--- Work to do ---
1 - In the voice gender passage, list every distinct reference number given in square brackets in the paragraph that begins "For both sexes".
2 - Say whether each statement agrees with the voice gender passage. Answer yes or no for each, and quote the deciding words.
(a) The sex dimorphism observed for F0 was 1.8.
(b) The F0 drop from the neutral to the masculine condition was larger than the F0 rise from the neutral to the feminine condition.
(c) In the feminine condition, F0 went above the expected range for the speaker's sex.
3 - Reproduce the part of the voice gender passage between "For both sexes, the" and "behaviour [29], [30].", inclusive.

We found that when untrained adult speakers were asked to sound as masculine or as feminine as possible, they altered the frequency components of their voice (F0 and formant parameters) by adjusting the rate of vibration of their vocal folds and by changing the apparent length of their vocal tract. This shows that adult speakers have some knowledge of the sexually dimorphic acoustic cues underlying the expression of gender in speech, and are capable of controlling them to modulate gender-related attributes. Below we discuss each F0 and formant parameter individually, focusing on their acoustic and perceptual relevance in relation to previous research. Then, we compare the observed manipulations to those used to express size, and, following the “frequency code” theory [27], propose that a substantial proportion of gender-related vocal diversity in the human voice follows a “gender code”, with speakers using learned vocal gestures to manipulate their voice gender. We also look at the interplay between the observed vocal tract adjustments (e.g. lip movements and facial expressions) and the impact on gender expression. Finally, we propose some directions for future research.

For both sexes, the mean F0 measured in the neutral condition was comparable to previously reported F0 values in British English [28]. The observed sex dimorphism for this parameter (1.8) is in line with previous acoustic observations [29] and can be mostly accounted for by the dimorphism in vocal fold length (1.6 – [7]). The remaining 20% of dimorphism has been attributed to sex differences in vocal fold physiology [7], [26], but may also point to differences in phonation behaviour [29], [30].

In both sexes, speakers lowered their F0 when masculinising their voices, and raised their F0 when feminising their voices, although in both conditions F0 remained within the expected range of their sex (around 100–150 Hz for men, 170–220 Hz for women – [31]). The F0 drop between the neutral and masculine conditions was about three times smaller than the F0 rise from the neutral to the feminine condition, with the smallest and non-significant drop being recorded for the passage. This could be a consequence of physiological constraints that make it more difficult for speakers to sustainably lower F0. Indeed, adult speakers speak with a mean F0 at the lower end of their physically attainable range in several languages (Traunmüller H, Eriksson A 1994 – unpublished manuscript), and this is particularly the case of male speakers of British English [28].

Perceptual studies with re-synthesised stimuli have previously reported that a F0 difference of 12% [26], [32] corresponding to twice the frequency discrimination threshold (or just-noticeable difference, JND) is required in order to elicit consistent results in discrimination performance. The observed differences in F0s between feminine/neutral and masculine/feminine conditions are above this threshold (Tables 7 and 8), suggesting that these differences are perceptually relevant. Psychoacoustic studies using natural stimuli, such as the one produced here, could confirm whether this is the case and explore the perceptual relevance of the naturally occurring acoustic variation in the vocal expression of masculinity (or femininity).

--- Given data ---
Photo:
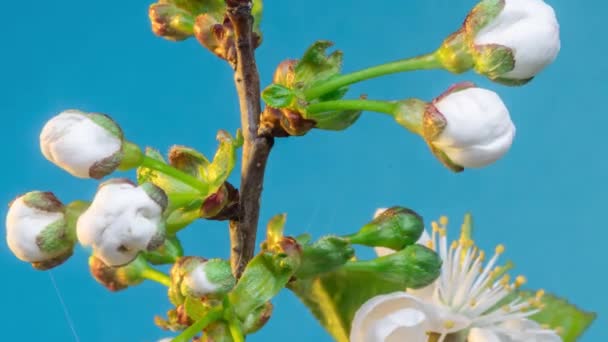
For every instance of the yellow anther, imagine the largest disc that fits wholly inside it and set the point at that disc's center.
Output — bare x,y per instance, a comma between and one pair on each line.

--- Task-by-task results ---
1 - [28], [29], [7], [26], [30]

2 -
(a) Yes: "The observed sex dimorphism for this parameter (1.8)"
(b) No: "The F0 drop between the neutral and masculine conditions was about three times smaller than the F0 rise from the neutral to the feminine condition"
(c) No: "in both conditions F0 remained within the expected range of their sex"

3 -
For both sexes, the mean F0 measured in the neutral condition was comparable to previously reported F0 values in British English [28]. The observed sex dimorphism for this parameter (1.8) is in line with previous acoustic observations [29] and can be mostly accounted for by the dimorphism in vocal fold length (1.6 – [7]). The remaining 20% of dimorphism has been attributed to sex differences in vocal fold physiology [7], [26], but may also point to differences in phonation behaviour [29], [30].